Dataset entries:
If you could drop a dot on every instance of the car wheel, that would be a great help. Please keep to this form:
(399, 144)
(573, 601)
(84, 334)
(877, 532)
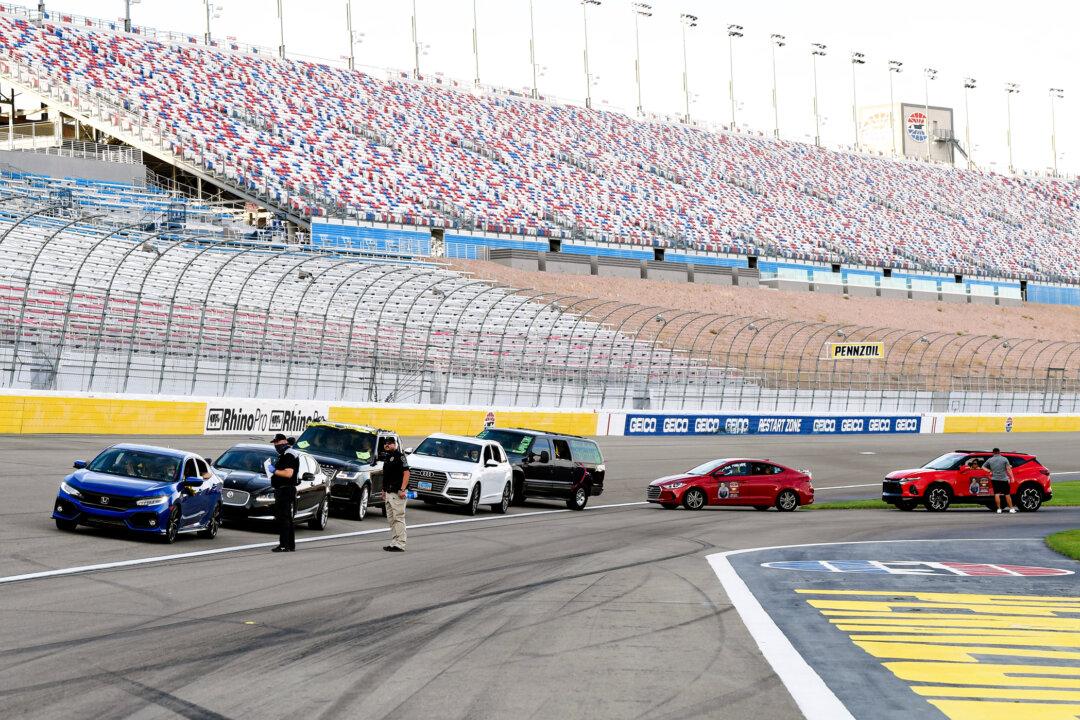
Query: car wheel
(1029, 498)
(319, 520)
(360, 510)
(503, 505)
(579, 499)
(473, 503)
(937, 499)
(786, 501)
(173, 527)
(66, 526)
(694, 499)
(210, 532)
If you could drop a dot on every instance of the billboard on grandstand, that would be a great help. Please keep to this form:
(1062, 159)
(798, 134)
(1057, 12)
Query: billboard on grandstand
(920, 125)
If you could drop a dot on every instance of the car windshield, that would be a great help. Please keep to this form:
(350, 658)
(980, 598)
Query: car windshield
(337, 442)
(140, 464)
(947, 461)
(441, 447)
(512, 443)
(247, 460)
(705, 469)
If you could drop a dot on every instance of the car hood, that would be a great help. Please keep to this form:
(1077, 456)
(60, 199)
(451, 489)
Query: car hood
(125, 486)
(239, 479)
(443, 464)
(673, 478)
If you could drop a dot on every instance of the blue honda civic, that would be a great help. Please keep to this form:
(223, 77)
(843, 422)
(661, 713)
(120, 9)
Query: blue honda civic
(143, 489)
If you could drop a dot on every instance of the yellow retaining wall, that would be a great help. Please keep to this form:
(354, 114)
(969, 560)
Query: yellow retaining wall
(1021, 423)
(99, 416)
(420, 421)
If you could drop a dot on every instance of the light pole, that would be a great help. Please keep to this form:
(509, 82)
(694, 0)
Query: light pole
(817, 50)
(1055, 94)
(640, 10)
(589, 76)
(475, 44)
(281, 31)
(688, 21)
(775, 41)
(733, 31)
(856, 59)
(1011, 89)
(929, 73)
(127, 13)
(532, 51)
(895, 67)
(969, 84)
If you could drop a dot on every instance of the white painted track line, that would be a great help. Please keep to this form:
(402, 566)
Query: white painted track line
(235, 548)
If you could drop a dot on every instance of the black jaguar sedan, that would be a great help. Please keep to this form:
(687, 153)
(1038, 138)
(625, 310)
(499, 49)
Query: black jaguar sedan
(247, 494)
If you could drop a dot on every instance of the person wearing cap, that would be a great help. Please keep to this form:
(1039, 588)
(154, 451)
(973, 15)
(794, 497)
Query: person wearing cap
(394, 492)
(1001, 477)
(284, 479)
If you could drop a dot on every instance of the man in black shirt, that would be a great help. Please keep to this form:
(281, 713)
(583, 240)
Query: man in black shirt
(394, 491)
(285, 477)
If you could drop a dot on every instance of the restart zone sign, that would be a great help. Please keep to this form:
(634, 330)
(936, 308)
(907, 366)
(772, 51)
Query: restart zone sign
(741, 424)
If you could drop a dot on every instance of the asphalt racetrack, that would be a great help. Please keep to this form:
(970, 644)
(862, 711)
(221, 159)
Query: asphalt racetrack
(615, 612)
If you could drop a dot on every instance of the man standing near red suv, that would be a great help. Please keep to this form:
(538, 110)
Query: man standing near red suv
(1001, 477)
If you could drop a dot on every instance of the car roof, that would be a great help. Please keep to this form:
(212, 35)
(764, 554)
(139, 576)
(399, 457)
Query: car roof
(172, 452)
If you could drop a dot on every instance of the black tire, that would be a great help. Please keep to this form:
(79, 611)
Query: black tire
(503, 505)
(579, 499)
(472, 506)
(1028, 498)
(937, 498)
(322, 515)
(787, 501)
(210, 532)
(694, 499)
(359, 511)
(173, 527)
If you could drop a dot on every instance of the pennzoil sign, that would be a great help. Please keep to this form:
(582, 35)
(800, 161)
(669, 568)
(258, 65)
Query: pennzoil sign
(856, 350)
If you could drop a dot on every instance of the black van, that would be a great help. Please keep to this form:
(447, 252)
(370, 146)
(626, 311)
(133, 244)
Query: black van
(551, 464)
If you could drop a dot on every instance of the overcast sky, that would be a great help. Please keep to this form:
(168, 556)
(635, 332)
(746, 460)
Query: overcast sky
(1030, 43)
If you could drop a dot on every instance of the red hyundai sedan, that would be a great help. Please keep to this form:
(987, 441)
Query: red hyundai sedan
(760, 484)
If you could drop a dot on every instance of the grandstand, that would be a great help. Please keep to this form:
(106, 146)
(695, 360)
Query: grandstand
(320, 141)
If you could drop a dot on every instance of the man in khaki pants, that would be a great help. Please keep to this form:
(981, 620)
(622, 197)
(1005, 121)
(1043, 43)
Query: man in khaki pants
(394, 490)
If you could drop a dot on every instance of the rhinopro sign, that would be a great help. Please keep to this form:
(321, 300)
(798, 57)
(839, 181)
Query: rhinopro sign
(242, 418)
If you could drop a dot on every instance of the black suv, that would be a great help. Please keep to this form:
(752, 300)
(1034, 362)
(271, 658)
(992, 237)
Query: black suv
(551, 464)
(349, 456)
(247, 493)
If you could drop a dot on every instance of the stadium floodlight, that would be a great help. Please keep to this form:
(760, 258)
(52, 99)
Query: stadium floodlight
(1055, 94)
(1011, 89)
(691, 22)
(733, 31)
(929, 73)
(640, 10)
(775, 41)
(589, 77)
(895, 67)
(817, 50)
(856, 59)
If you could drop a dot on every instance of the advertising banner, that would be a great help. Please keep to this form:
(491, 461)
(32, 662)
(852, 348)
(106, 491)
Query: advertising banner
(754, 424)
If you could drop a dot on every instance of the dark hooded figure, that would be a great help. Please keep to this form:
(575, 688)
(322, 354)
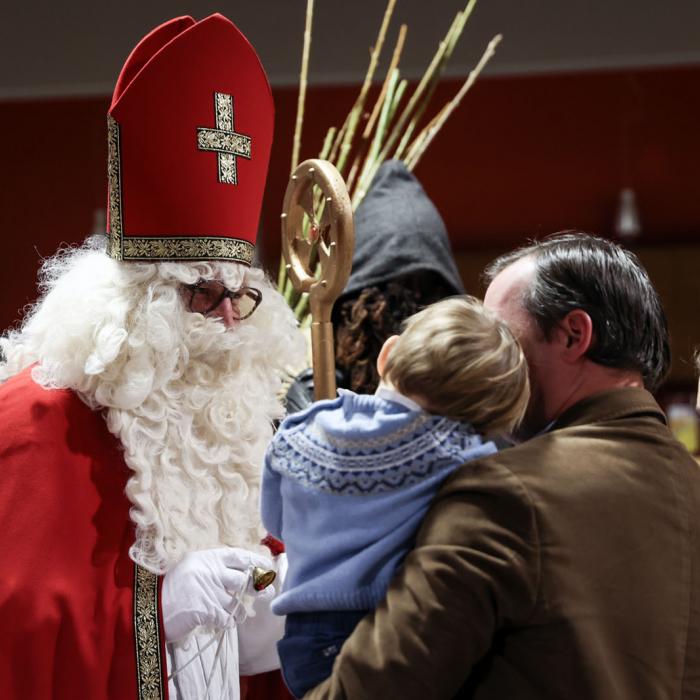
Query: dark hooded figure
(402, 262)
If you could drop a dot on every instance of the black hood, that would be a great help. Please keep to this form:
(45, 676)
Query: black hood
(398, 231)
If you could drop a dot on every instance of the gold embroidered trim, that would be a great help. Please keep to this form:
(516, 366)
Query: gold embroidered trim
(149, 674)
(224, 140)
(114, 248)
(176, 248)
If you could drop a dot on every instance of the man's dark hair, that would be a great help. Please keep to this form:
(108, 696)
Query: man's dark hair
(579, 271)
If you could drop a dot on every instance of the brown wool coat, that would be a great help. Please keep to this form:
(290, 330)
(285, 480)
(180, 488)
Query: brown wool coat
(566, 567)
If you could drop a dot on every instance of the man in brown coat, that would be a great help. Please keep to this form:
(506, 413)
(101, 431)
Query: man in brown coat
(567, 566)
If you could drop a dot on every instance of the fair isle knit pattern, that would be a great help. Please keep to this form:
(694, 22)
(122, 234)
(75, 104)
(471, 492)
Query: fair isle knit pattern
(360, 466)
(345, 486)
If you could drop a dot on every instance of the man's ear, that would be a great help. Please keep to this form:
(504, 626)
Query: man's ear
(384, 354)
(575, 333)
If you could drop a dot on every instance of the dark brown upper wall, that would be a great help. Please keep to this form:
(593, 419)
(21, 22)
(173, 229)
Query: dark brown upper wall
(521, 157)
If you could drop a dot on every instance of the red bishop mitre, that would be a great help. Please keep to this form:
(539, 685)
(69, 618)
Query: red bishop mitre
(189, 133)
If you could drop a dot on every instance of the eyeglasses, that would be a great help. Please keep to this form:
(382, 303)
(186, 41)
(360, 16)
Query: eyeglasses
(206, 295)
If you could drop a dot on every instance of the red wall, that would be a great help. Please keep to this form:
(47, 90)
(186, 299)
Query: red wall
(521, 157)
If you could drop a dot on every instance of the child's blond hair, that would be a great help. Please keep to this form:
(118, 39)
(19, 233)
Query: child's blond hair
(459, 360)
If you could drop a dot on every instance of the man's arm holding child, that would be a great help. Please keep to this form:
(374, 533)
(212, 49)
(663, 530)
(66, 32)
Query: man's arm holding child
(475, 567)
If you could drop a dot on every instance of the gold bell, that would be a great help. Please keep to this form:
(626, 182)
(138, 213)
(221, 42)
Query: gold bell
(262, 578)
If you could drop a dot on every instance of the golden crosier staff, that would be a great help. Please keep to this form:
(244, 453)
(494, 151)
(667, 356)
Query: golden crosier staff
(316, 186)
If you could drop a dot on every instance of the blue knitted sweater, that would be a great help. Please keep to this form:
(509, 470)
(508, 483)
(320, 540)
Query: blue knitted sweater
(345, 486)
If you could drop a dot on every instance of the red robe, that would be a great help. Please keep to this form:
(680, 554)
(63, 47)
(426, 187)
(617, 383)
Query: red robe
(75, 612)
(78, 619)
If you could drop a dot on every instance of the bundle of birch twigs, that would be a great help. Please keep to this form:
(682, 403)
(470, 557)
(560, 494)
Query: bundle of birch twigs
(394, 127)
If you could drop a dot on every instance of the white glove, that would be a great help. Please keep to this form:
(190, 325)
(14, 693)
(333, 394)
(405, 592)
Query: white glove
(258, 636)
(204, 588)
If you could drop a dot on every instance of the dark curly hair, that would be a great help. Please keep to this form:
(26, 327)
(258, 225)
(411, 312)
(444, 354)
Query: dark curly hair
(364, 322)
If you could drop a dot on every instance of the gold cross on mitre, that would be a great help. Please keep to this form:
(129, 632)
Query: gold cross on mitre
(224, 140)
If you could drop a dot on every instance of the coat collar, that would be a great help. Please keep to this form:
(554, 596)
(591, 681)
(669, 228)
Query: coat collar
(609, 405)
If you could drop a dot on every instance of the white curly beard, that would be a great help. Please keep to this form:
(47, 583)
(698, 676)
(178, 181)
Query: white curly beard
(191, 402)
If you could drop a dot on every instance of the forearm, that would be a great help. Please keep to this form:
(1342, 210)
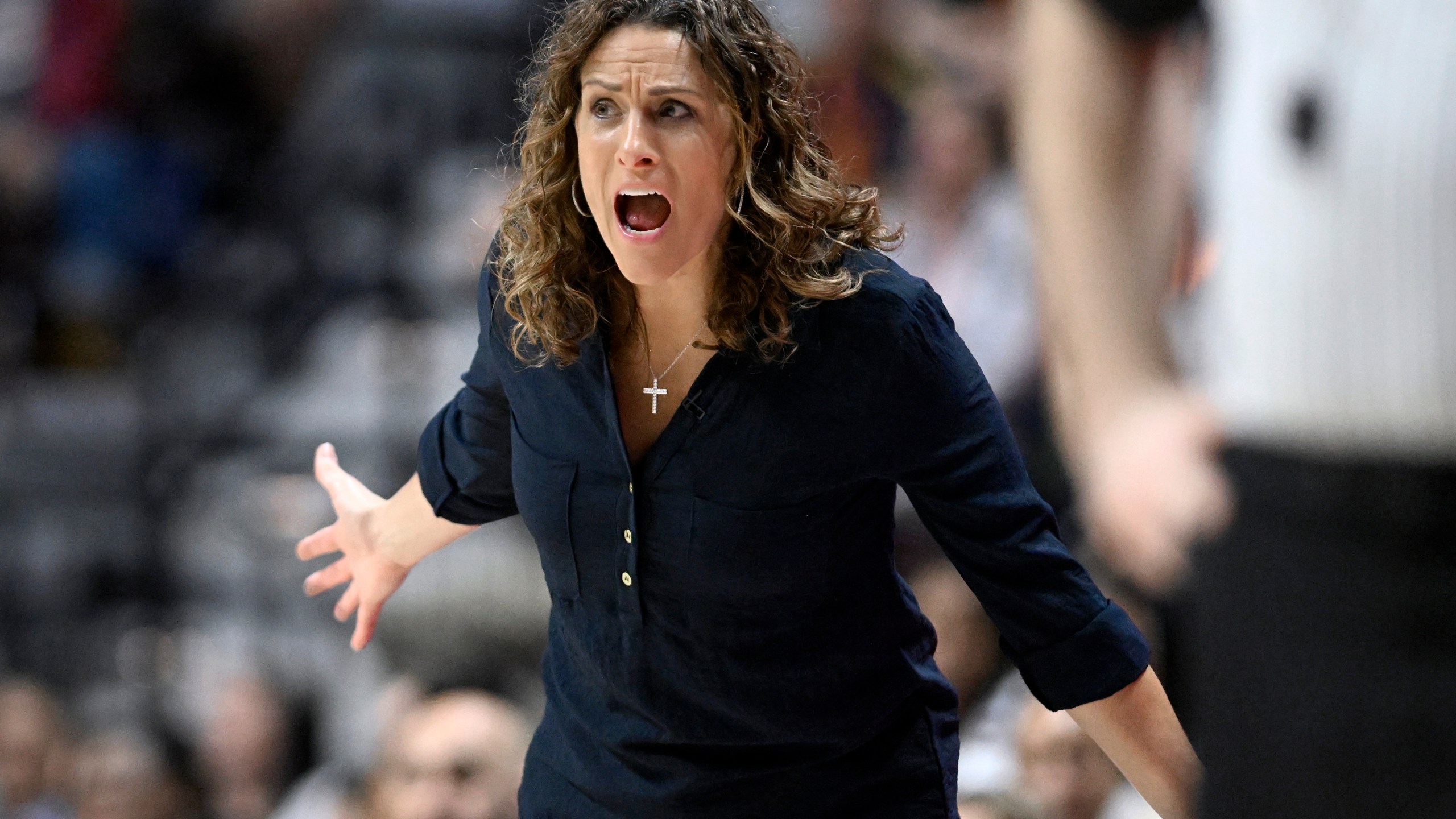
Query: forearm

- [WHAT IS EXPECTED] Drop the pictures, then reproduce exactly the lines from the one with "of the golden" through the final line of the listing.

- [RESPONSE BELOW]
If you could drop a dot on every instance of the golden crosier staff, that would be a great help. Please keep to this form:
(244, 453)
(494, 151)
(667, 356)
Query: golden crosier staff
(316, 186)
If you could drop a dot on every instance of the blue knitted sweater, that would be a great help. Please keep to this form:
(509, 470)
(508, 483)
(320, 540)
Query: blue knitted sweater
(345, 486)
If you could drop a dot on every instance of the red robe, that would be a great help. Please keep to this form:
(680, 554)
(63, 47)
(426, 187)
(617, 383)
Query: red robe
(75, 612)
(78, 619)
If you could drop a dot on every instance of the bundle of birch twigs, that would be a great help. Please keep to this form:
(682, 403)
(470, 557)
(560, 494)
Query: bundle of birch twigs
(394, 127)
If you could drop a dot on every instance of the white glove, that would be a great help. Please keep to this form:
(190, 325)
(14, 693)
(333, 394)
(405, 592)
Query: white glove
(258, 636)
(204, 588)
If you could drop a dot on every instance of the dark curly hair, that would be a great help. Please keep to this form:
(26, 327)
(258, 225)
(411, 312)
(444, 354)
Query: dark curly hair
(364, 322)
If you could drop a dot on every instance of the gold cross on mitre, that would be a great help. Please keep to this form:
(129, 632)
Query: gold cross on mitre
(224, 140)
If you could drop a dot on every instance of the coat collar, that would be a great help. Please keep to this form:
(554, 596)
(591, 681)
(669, 228)
Query: coat collar
(609, 405)
If you could drop a dot on every instance of the white curly beard, that would be a great help. Please keep to this form:
(47, 583)
(698, 676)
(178, 181)
Query: white curly beard
(191, 402)
If you could drop a dot on every instance of the forearm, that would be a great help. Please keep to this form:
(1342, 210)
Query: forearm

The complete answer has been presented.